**Task to carry out**
Answer these questions using the hitting discussion below.
(a) According to the discussion, what did Lau say about the top hand?
(b) Who took part in the SI debate that was found?
(c) With intentional walks subtracted, what is the Mariners' walk total?

**Source passage**
________________________________________

George Brett and Wade Boggs, to name two, were huge Lau disciples. They posted some pretty fair OBPs too.
Or for that matter:
Williams: “The top hand stays on the bat.”
Lau: “The top hand leaves the bat.”
Anyone else remember that SI article from maybe 20 years ago where Williams debated Boggs and another player on the mechanics of hitting?
The “other player” was either Mattingly or Brett, I can’t remember.
55 – The day we have a line-up of 9 Vlads, or even 5 Vlads and 4 Ichiros is the day that plate discipline won’t be important for the Mariners.
I mean, Vlad is an extreme exception to the rule.
Found the debate. It’s Mattingly, Boggs, Williams, and Peter Gammons. Fascinating stuff.
SI Debate
You have to remember that when Williams was playing, and even in 1970, most people’s understanding of hitting didn’t really qualify as a “philosophy”; it was more of a primitive collection of reasonable-sounding anecdotal niblets. Ted Williams was considered to be a bit of a kook about hitting, at best an unearthly freakshow whose amazing ability had no lessons for mere mortals.
Charlie Lau was kind of the same way at first, but when he started to get results, particularly with George Brett, people started to pay attention and stop dismissing it or lumping it in with all the other Dave Hendu-style “when I was playing, you had to really want it” pointlessness.
How people forget. Even ten years ago just talking about OBP with most fans was considered evidence of faggotry.
and then there’s this:
Even though Rene Rivera has started the last three games, manager Mike Hargrove still says Kenji Johjima is the No. 1 catcher, according to the Mariners website. “I want to give Rene a little more playing time,” said Hargrove.
So Doyle’s plate discipline is rewarded by moving him down to the 9th spot in the order….?
All very true. It’s probably more me not being able to comprehend the other styles.
I read a book on hitting that I think was by George Brett, or at least it had him on the cover, several years ago. I can’t seem to find it online right now, so I can’t say it was by him for certain, but I could swear it preached hip rotation…quick when the ball is on the inner half, slower as the ball is farther away. I’ve read lots of books on it though so I could be confused. Either way I think the debate is still that we should be swinging at strikes and not pitches out of the zone. I don’t think we want to get into swing mechanics because who here wants to try to break down Ichiro’s swing?
Vlad can flat out hit the ball. I really don’t understand how he does it, some of the pitches he hits are just ridiculous. I would consider him the extreme exception as well.
As I recall, there were folks who thought that Charlie Lau’s approach robbed Brett of power, and that Brett would’ve been greater without his influence.
55-
Right, but please look at the Mariners’ ranking in BB among MLB teams.
You’d find them 29th in MLB (with Chicago, an NL team with pitchers hitting) 2 BB behind them.
If you subtract INTENTIONAL bases on balls, we are dead last at 270, with Chicago (and their pitchers) at 290, nobody else under 300, and league-average at 400 or so.

________________________________________

**Listed entries**
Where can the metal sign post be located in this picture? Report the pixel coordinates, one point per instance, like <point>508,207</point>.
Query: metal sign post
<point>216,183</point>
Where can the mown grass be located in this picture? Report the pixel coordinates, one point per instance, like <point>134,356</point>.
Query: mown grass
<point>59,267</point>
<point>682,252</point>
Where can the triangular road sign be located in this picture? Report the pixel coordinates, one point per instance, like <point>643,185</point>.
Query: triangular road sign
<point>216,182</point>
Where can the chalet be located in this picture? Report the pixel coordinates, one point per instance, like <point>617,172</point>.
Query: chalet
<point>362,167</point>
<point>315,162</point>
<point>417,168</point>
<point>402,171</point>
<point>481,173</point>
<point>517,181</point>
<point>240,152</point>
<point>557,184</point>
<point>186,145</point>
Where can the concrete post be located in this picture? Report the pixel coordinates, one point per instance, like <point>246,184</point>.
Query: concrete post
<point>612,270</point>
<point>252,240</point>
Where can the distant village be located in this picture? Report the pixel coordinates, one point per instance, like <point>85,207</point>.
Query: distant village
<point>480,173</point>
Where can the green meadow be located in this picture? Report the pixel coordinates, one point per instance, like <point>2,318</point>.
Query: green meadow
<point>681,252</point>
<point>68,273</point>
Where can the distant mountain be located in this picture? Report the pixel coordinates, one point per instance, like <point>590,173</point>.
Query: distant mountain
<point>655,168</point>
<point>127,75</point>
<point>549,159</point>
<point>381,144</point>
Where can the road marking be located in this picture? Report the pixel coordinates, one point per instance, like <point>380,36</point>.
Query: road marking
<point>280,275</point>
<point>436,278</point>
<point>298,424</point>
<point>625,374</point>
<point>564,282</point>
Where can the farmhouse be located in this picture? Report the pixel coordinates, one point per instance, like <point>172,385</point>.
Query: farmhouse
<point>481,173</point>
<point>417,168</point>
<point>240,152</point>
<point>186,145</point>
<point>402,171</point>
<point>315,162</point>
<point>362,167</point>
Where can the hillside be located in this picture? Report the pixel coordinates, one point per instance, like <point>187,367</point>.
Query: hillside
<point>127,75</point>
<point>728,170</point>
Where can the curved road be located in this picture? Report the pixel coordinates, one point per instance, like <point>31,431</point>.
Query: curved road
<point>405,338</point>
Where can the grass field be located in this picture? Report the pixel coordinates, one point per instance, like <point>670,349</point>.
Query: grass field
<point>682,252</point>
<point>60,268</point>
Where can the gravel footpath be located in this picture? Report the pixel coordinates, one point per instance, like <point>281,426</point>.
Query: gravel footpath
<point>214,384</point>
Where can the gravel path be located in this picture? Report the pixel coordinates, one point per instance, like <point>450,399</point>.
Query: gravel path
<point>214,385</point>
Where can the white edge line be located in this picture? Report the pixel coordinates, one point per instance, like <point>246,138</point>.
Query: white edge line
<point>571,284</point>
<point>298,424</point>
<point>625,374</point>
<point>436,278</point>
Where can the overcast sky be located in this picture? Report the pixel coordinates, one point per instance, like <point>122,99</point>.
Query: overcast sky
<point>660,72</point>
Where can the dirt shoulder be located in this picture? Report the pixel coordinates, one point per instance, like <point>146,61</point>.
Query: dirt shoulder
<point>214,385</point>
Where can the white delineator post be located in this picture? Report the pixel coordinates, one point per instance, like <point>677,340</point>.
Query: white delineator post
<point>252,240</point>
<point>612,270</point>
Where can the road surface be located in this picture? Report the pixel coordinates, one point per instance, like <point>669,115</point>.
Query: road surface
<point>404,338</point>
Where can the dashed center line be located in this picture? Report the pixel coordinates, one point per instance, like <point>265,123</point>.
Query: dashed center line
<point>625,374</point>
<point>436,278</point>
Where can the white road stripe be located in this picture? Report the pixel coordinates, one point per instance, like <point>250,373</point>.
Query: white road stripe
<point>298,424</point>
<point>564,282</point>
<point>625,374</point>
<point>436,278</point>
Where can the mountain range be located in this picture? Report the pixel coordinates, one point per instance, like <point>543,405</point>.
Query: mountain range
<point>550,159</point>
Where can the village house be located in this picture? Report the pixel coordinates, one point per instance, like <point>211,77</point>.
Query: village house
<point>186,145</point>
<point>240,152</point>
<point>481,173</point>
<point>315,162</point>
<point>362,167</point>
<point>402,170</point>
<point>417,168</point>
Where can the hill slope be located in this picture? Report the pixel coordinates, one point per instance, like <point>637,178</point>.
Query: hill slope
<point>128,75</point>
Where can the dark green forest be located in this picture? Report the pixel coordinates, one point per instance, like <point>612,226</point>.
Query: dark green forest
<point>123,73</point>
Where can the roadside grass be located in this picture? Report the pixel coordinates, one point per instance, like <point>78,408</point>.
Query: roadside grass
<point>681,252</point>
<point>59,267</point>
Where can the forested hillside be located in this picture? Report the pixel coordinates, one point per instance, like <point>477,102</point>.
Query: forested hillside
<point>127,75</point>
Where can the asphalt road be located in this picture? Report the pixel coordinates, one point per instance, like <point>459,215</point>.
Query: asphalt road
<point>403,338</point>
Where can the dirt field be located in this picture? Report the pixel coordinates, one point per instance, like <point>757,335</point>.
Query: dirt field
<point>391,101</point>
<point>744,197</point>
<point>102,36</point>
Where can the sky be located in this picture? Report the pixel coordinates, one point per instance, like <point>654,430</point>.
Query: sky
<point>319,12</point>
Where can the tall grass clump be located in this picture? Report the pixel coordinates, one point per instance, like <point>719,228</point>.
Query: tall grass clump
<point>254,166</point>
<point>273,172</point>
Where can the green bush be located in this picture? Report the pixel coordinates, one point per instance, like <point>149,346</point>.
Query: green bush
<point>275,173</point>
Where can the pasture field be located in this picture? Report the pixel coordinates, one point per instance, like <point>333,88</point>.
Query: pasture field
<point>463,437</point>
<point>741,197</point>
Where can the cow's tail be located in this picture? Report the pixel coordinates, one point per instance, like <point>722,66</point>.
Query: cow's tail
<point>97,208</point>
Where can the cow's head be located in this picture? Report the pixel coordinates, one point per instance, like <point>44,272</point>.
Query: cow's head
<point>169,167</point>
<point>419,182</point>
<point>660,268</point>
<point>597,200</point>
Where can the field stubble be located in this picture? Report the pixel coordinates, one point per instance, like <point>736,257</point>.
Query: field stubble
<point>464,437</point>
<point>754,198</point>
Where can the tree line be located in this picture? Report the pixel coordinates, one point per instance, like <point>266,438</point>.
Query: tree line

________________________________________

**Written response**
(a) "The top hand leaves the bat."
(b) Mattingly, Boggs, Williams, and Peter Gammons.
(c) 270.